» Given problem 1: In the Lakers forum thread, which player will Tomjanovich almost certainly keep over Tony Bobbitt?

» Passage shown:
'''
Is this game even on TV? 'Cause I've got it on KCal and all that's on is a bunch of people dancing.


----------



## Damian Necronamous (Jun 10, 2002)

> Originally posted by <b>Locke</b>!
> Is this game even on TV? 'Cause I've got it on KCal and all that's on is a bunch of people dancing.


Pssssst.....that's because the game is *TOMORROW!!!!*


----------



## Locke (Jun 16, 2003)

> Originally posted by <b>Damian Necronamous</b>!
> 
> 
> Pssssst.....that's because the game is *TOMORROW!!!!*


................that would explain it. :laugh: :laugh:


----------



## Cris (Jun 18, 2003)

So they are going to Oklahoma City to play the wizards :sour:


----------



## RenePerezz (Aug 21, 2004)

I live in Michigan and obvisously dont have KCAL, is there a way I could order it from all the way over here?


----------



## bballlife (Oct 5, 2003)

Its gonna be on league pass.


----------



## SoCalfan21 (Jul 19, 2004)

dude u sure its going to be on league pass i have league pass and none of the lakers preseason games were on it 


Also lakers by 135


----------



## Cris (Jun 18, 2003)

OT: but why does it say coral calcium ?


----------



## Sean (Jun 7, 2002)

*Roster takes shape*

By Rich Hammond, Staff Writer

EL SEGUNDO -- The Lakers hope Lamar Odom makes a few more shots, and that Slava Medvedenko and Kareem Rush continue on the path toward health, but other than that, coach Rudy Tomjanovich said there isn't much that needs to be taken from tonight's exhibition finale against Washington in Oklahoma City.

Tomjanovich has one more roster cut to make, and he will almost certainly keep point guard Tierre Brown over shooting guard Tony Bobbitt, out of necessity more than anything.

"I don't think anybody is going to make or break themselves in (tonight's) game," Tomjanovich said. "Basically, we have all the information we need."

As expected, the Lakers on Wednesday cut loose guard Nate Johnson and center Ike Nwankwo. Bobbitt impressed the coaching staff throughout training camp, but the thinking is that a backup point guard such as Brown would be more valuable, and Bobbitt could be brought back if Rush isn't totally healthy.

"I hate this time of year because of that," Tomjanovich said. "A lot of times, it has nothing to do with the players, it's just the situation. It's a sad time. ... Everybody dreams about being a part of this, but not everybody can do it."
'''
» Given problem 2: Please repeat the part of the listing below that opens with the line containing "of the smooth" and runs through the end of the listing, with both ends included.

» Input records:
'''
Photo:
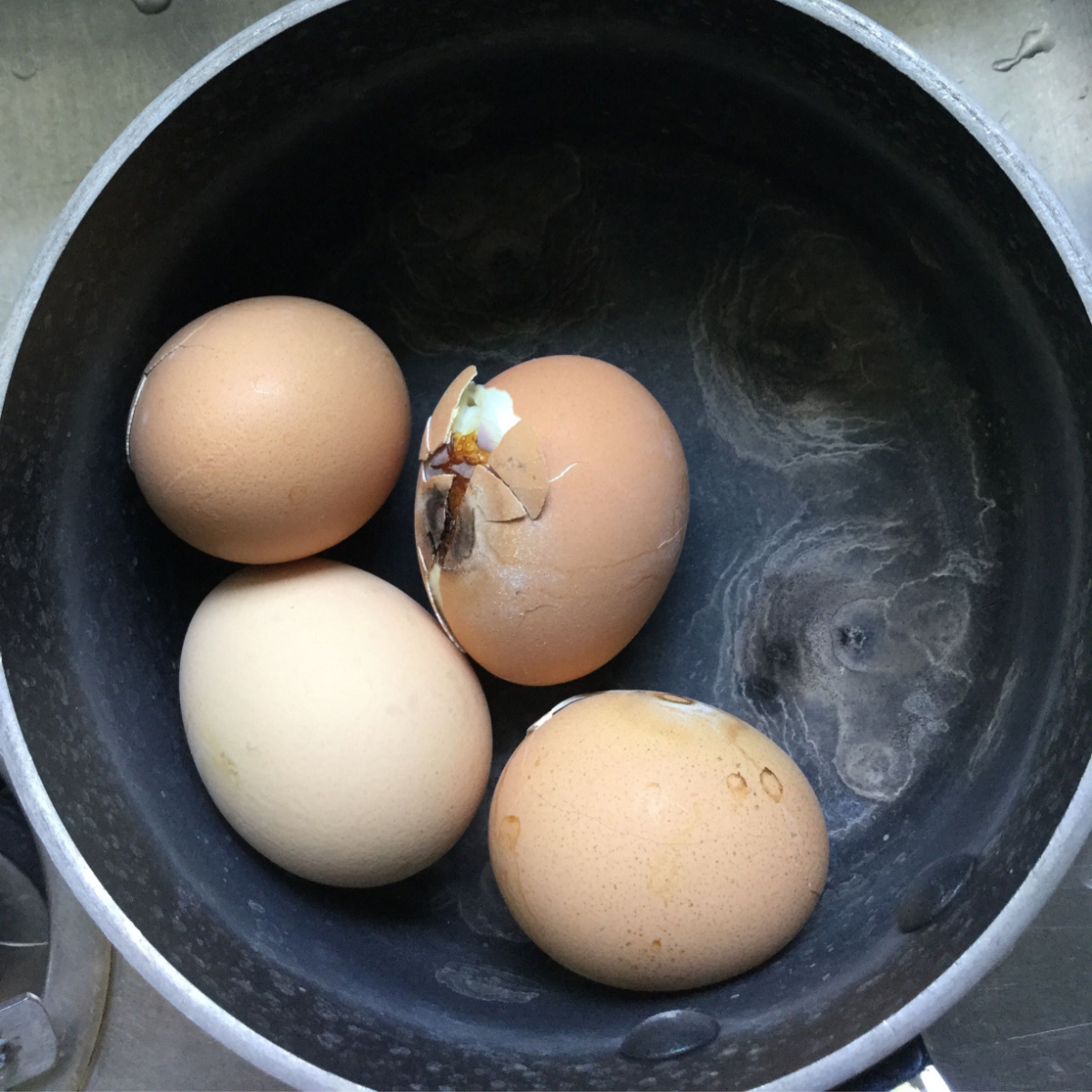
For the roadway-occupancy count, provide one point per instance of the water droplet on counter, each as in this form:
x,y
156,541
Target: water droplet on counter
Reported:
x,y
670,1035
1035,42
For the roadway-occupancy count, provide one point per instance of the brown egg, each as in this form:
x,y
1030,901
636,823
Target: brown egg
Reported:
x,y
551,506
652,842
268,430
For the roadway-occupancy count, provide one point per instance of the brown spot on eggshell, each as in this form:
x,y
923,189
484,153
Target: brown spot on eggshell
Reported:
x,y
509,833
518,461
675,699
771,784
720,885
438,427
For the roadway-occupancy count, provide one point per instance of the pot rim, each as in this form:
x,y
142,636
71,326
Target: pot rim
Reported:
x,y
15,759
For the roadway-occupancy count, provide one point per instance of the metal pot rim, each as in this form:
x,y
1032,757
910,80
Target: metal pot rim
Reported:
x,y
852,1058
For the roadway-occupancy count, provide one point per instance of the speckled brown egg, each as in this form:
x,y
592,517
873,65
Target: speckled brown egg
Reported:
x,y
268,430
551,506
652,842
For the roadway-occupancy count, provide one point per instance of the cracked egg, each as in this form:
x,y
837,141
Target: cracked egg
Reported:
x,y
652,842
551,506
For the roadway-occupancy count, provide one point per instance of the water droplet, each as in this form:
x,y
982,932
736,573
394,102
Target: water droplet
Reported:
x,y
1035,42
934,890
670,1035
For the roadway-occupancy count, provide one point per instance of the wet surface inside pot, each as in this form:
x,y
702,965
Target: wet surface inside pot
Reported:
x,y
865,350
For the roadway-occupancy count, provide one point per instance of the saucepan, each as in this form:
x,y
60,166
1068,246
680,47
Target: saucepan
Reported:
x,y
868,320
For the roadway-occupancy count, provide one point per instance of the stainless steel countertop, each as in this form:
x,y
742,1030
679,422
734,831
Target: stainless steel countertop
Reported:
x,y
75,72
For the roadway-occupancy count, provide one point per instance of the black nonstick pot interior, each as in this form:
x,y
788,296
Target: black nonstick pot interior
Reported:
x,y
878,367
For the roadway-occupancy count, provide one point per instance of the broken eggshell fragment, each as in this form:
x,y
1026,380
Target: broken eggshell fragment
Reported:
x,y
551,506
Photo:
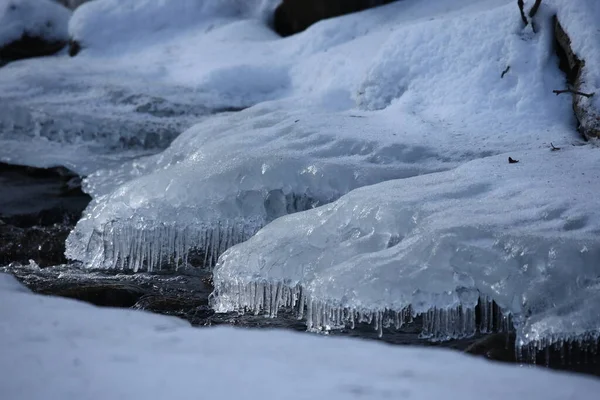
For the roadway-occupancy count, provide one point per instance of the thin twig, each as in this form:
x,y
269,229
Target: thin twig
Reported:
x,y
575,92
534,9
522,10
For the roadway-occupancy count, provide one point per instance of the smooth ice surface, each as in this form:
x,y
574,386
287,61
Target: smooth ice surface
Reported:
'''
» Complete answer 1: Point guard Tierre Brown.

» Complete answer 2:
For the roadway-occupancy count, provide one point per instance of the smooth ice surface, each as in this form:
x,y
574,386
287,61
Target: smooth ice surface
Reported:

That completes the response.